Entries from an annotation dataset
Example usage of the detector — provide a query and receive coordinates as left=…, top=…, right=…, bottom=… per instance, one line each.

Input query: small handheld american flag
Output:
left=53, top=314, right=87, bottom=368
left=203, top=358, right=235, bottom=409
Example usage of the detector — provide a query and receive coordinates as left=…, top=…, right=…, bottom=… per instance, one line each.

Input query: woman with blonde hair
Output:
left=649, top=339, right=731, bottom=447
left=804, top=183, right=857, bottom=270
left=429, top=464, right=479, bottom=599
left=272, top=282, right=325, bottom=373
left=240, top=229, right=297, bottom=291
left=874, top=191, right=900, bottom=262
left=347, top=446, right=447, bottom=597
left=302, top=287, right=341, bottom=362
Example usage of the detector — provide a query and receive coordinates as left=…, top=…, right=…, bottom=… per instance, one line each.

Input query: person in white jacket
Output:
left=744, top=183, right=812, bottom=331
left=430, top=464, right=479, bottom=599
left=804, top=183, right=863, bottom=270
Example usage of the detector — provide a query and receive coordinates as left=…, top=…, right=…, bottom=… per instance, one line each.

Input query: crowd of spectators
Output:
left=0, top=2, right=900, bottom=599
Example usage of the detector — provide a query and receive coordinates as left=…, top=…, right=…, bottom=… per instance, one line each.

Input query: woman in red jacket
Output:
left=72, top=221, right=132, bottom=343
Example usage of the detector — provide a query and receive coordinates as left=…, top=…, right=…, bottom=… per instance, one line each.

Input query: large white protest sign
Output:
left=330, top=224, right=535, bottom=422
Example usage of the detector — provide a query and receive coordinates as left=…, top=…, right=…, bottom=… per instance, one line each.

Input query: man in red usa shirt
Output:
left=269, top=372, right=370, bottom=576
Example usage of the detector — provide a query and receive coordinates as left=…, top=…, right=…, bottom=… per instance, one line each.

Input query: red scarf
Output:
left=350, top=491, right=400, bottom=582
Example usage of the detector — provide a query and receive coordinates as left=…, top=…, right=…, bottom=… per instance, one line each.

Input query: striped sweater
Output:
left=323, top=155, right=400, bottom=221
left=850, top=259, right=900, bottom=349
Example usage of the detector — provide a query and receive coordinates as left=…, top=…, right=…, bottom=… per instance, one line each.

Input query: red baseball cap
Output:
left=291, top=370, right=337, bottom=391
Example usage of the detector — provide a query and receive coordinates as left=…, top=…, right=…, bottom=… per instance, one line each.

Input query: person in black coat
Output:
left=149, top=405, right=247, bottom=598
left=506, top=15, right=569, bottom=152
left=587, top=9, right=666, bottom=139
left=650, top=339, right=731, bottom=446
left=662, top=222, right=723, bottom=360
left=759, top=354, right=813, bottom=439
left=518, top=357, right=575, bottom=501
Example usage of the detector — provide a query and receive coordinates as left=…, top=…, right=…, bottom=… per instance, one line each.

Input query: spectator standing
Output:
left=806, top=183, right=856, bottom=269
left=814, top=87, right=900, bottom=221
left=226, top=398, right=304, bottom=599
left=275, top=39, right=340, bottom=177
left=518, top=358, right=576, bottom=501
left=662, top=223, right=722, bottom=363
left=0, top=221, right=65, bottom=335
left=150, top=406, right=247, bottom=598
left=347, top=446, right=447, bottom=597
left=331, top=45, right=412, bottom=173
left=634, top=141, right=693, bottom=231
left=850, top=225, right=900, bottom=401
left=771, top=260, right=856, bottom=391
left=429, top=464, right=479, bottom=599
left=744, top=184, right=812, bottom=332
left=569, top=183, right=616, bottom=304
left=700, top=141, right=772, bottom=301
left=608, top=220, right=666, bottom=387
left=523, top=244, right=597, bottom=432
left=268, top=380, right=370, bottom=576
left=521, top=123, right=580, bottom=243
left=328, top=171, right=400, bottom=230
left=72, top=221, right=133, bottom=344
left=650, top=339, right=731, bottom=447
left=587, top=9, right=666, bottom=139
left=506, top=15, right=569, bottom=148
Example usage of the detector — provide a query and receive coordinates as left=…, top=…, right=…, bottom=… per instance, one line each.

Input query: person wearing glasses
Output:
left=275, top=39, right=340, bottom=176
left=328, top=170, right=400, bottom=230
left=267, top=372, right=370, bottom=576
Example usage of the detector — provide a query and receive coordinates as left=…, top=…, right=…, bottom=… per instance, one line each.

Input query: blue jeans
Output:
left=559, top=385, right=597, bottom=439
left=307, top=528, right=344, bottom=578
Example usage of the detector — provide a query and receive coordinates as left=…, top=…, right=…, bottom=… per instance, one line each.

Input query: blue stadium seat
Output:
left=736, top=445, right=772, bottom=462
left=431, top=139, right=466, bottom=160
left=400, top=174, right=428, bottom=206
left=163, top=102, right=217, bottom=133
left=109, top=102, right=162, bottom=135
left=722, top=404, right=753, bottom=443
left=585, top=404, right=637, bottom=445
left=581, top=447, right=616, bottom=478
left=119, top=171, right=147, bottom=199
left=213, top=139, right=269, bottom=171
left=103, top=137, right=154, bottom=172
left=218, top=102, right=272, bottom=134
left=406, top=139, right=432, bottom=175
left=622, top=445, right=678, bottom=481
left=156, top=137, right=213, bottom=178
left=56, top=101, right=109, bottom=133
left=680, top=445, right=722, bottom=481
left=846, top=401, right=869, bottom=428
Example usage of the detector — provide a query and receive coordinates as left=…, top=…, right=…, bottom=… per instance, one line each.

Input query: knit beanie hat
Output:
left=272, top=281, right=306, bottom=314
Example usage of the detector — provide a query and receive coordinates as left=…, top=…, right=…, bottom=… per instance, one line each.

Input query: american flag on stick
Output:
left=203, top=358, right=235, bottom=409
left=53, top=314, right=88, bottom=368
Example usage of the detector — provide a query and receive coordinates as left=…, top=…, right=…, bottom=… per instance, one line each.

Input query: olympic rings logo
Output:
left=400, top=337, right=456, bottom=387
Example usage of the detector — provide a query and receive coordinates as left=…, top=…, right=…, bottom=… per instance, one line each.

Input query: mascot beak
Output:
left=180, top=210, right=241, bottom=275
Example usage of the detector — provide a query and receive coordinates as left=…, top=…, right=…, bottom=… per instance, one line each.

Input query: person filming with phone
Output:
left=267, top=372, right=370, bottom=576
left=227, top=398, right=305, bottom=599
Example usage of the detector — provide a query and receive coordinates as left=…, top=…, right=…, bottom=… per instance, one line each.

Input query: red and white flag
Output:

* EXERCISE: Extract, without alteration, the lines running from the start of the entries through the line containing "left=53, top=314, right=87, bottom=368", both included.

* SOLVED PROBLEM:
Example usage of the detector — provide a query and receive coordinates as left=…, top=…, right=…, bottom=… per instance, one line each.

Input query: small handheld american flag
Output:
left=53, top=314, right=87, bottom=368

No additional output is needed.